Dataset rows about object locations
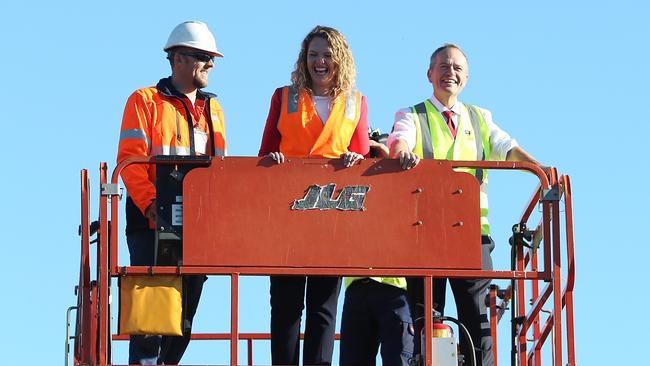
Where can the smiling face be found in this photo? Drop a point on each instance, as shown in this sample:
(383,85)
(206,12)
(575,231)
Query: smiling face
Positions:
(448,73)
(321,66)
(191,69)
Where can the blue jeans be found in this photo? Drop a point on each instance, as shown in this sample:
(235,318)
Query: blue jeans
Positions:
(375,314)
(154,349)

● WHAT NEEDS TO BE DONE
Swap "Positions" for "Coordinates" everywhere in the rows above and write all the rows out again with nothing else changed, omitting the pictures.

● SOLVED EXERCISE
Where can the smiling face be found in this photo? Drop a point on each instance, as shown in this sample:
(383,85)
(206,12)
(575,231)
Query: smiling face
Coordinates:
(448,73)
(321,66)
(191,69)
Where can the blue jeans be found in this photo? Drop a point on each instance, as shown in this sample:
(235,318)
Query: blue jeans
Coordinates:
(375,314)
(154,349)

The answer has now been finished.